##### EXCERPTED PASSAGE #####

The Signpost AI Quality Framework

What does it mean to say that the Signpost AI Chatbot gives a “quality” response? 

Hello everyone and welcome back! Today, we are going to look at the idea of a quality chatbot output. 

Non-generative AI chatbot use in commercial and non-humanitarians contexts has a relatively long history serving customers. Research in the area shows that service quality can be measured across seven multi-level dimensions:  Semantic understanding, close human-AI collaboration, Human-like, Continuous Improvement, Personalization, Cultural Adaptation, and Efficiency. For us, none of these measures seem useful given their foundational basis is in optimizing business efficiency or paid customer satisfaction.

In our use-case, our quality output started from conversations between protection, product, and development teams; which located the heart of Signpost AI chatbot’s quality success in humanitarian principles. This guidance was over time, combined with the sources of (a) our humanitarian mandate to provide safe, accessible user-focused information (b) our human moderator principles and (c) our Ethical and Responsible approach to AI

Put together, and primarily based on moderator principles, we have come up with quality dimensions for the Signpost AI chatbot which center users’ needs while integrating organizational principles. These are:

  1. Trauma-Informed: The chatbot’s responses include appropriate levels of Psychological First Aid (PFA) language, matching the client’s tone and tailored to their concern. Examples include:

    a. “Don't hesitate to reach out and seek the assistance you need during this challenging time”

##### DATASET EXCERPTS #####

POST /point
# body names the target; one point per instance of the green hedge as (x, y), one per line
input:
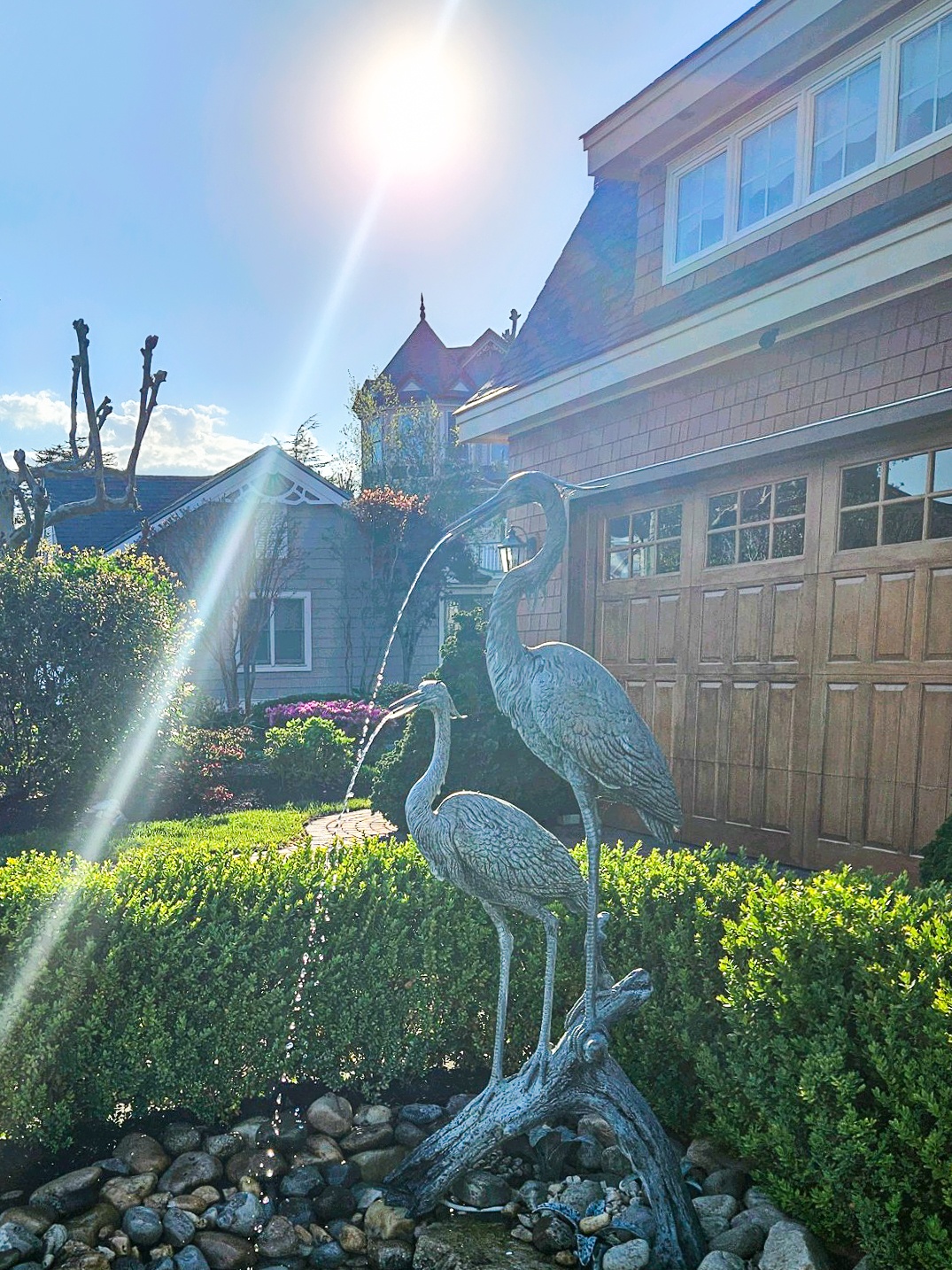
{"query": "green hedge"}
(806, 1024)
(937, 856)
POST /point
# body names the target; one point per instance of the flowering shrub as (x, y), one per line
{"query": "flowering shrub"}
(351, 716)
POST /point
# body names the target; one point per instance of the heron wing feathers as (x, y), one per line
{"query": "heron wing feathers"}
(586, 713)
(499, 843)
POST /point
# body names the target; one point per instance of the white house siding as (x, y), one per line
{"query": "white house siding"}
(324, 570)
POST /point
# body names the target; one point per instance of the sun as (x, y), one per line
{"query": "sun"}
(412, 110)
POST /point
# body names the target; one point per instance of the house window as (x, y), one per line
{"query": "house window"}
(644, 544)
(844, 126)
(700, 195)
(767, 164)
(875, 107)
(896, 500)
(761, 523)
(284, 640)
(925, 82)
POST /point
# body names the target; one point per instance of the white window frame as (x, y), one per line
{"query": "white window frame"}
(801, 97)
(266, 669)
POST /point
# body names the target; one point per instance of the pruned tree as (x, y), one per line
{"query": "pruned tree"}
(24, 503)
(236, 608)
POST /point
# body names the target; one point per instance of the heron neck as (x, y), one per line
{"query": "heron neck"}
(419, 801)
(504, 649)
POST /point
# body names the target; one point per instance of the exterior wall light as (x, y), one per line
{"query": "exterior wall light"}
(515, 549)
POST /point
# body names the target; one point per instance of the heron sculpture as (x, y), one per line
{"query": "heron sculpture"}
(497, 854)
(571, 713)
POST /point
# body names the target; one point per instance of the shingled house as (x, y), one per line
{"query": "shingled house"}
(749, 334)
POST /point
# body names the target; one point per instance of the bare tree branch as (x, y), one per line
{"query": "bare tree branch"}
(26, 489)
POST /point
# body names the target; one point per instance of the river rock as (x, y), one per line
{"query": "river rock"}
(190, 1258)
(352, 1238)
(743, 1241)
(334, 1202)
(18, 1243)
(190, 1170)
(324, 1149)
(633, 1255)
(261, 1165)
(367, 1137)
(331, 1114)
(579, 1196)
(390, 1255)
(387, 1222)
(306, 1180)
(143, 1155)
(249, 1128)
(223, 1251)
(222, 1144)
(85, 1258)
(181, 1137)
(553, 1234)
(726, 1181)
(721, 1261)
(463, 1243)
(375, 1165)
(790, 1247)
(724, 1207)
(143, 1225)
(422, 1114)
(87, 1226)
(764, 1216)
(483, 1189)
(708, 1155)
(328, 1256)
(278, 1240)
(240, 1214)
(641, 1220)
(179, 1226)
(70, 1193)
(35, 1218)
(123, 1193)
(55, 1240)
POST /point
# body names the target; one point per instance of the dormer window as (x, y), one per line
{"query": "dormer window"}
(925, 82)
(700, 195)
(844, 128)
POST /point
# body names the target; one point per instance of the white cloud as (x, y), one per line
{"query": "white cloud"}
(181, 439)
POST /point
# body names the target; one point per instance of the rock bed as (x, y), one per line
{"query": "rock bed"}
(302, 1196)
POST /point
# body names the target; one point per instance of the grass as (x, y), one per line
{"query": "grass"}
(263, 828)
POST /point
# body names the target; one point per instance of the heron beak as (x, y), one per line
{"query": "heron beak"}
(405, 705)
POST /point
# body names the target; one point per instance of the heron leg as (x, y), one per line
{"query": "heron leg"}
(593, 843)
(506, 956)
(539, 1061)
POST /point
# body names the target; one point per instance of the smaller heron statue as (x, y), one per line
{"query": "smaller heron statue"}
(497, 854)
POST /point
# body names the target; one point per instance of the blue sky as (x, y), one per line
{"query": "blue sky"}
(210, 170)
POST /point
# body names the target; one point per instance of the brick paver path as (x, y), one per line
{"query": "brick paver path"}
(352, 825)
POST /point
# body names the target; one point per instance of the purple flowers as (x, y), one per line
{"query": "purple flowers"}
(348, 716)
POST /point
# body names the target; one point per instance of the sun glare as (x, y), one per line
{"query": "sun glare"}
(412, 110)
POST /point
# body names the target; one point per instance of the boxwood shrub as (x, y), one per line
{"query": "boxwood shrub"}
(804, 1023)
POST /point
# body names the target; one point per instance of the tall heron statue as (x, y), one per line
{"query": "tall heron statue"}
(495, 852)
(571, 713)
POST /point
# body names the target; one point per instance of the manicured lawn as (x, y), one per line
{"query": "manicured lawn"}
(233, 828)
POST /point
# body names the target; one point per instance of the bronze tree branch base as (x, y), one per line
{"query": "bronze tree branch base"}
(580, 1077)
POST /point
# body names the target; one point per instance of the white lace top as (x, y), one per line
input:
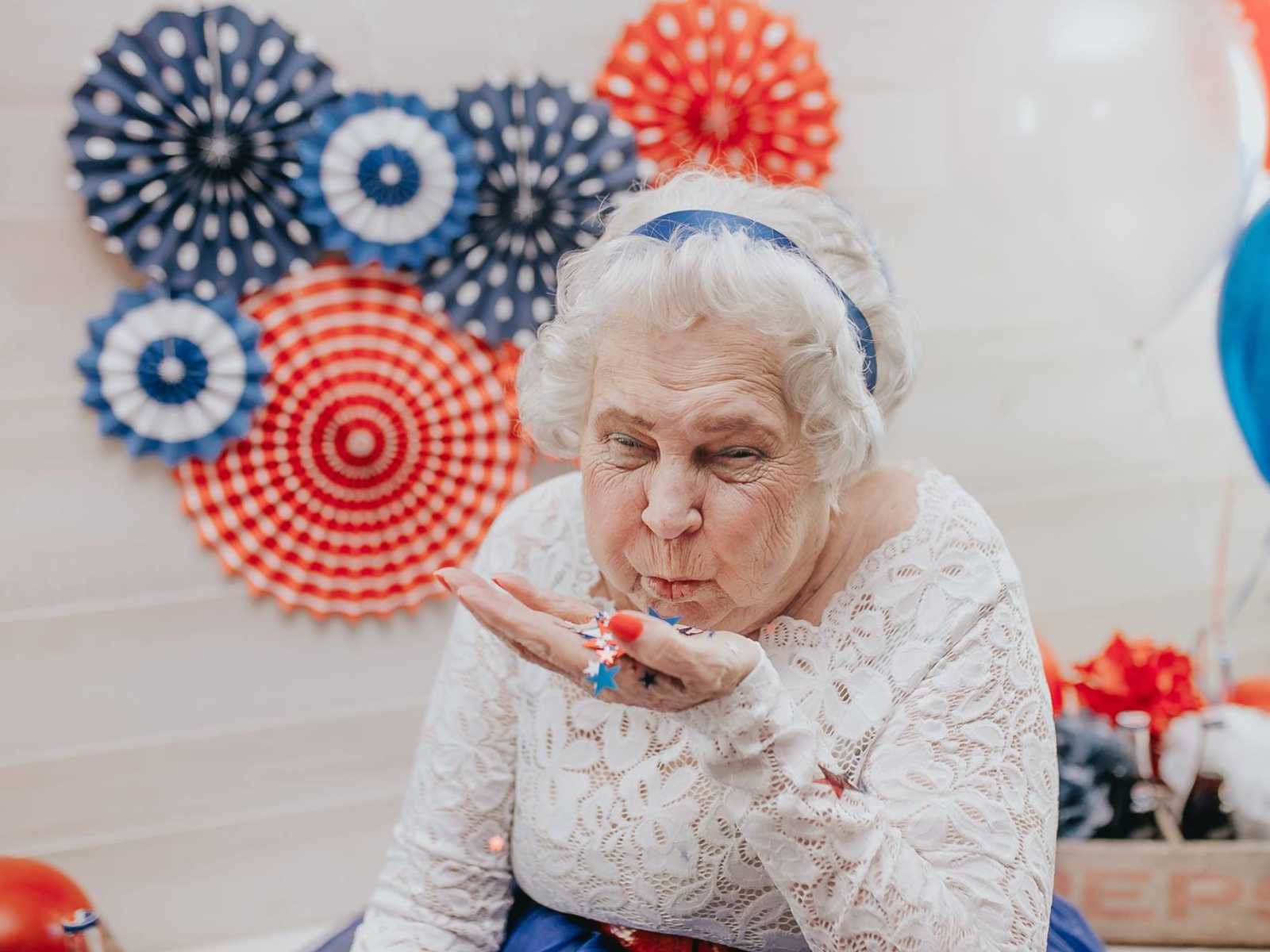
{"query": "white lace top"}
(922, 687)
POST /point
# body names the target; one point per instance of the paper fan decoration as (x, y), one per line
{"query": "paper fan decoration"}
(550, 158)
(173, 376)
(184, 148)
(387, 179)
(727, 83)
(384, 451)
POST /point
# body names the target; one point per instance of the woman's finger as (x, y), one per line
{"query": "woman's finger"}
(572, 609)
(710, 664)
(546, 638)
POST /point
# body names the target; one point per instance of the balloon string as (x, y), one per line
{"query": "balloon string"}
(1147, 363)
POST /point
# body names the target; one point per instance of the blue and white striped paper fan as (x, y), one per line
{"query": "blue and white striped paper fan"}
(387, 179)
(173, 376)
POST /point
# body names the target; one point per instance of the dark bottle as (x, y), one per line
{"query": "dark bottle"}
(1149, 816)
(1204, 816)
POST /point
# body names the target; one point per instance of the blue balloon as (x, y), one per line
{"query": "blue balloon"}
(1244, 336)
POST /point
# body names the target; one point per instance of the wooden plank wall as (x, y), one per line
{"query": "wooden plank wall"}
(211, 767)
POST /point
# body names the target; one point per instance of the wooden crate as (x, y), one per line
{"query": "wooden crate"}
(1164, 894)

#####

_REQUIRED ACTIONS_
- A) Answer these questions about the Signpost AI quality framework text:
(i) Across how many multi-level dimensions can service quality be measured, according to research?
(ii) Conversations between which teams were the starting point for the quality output?
(iii) What is the first quality dimension listed for the chatbot?
- B) Write out the Signpost AI quality framework text from "What does it" up to and including "paid customer satisfaction.".
- C) Continue the Signpost AI quality framework text from where it stops.
The listing has nothing to do with the Signpost AI quality framework text.

_TASK ANSWERS_
- A)
(i) Seven.
(ii) The protection, product, and development teams.
(iii) Trauma-Informed.

- B)
What does it mean to say that the Signpost AI Chatbot gives a “quality” response? 

Hello everyone and welcome back! Today, we are going to look at the idea of a quality chatbot output. 

Non-generative AI chatbot use in commercial and non-humanitarians contexts has a relatively long history serving customers. Research in the area shows that service quality can be measured across seven multi-level dimensions:  Semantic understanding, close human-AI collaboration, Human-like, Continuous Improvement, Personalization, Cultural Adaptation, and Efficiency. For us, none of these measures seem useful given their foundational basis is in optimizing business efficiency or paid customer satisfaction.

- C)
    b. “Your safety and well-being during this challenging time are important, and I hope you get the assistance that you need”

  2. Client-Centered: The chatbot’s response is not a copy-paste job. It is individualized, clear, accessible and tailored to the user’s specific concern. This means the responses use simple, easy to understand language and is able to provide direct information on the greatest priority of the client

  3. Safety/Do No Harm: The chatbot’s response does not include expressions of personal opinions/stereotypes/ and political statements. The response maintains confidentiality while removing hateful speech. The chatbot should also be able to redirect to an expert if escalation criteria is met.

  4. Managing Expectations: Expectations are clearly communicated about what the chatbot can do for the client. It should be transparent about its limitations and does not over-promise its own abilities or the ability of referred parties to solve the client’s issues. The chatbot should also refrain from using directive language. Examples:

    a. “While I do not have information on organizations that can help you, I can provide you with information on different types of organizations that may be of use to you”

    b. “We are sorry but we don’t offer legal advice”

    c. “Reaching out to X organization would be a good first step in accessing support for your family’s essential needs”

We also considered some other quality framework ideas such as Accuracy/Relevance, Speed of response, Client Satisfaction, and Data Sensitivity and Bias, etc.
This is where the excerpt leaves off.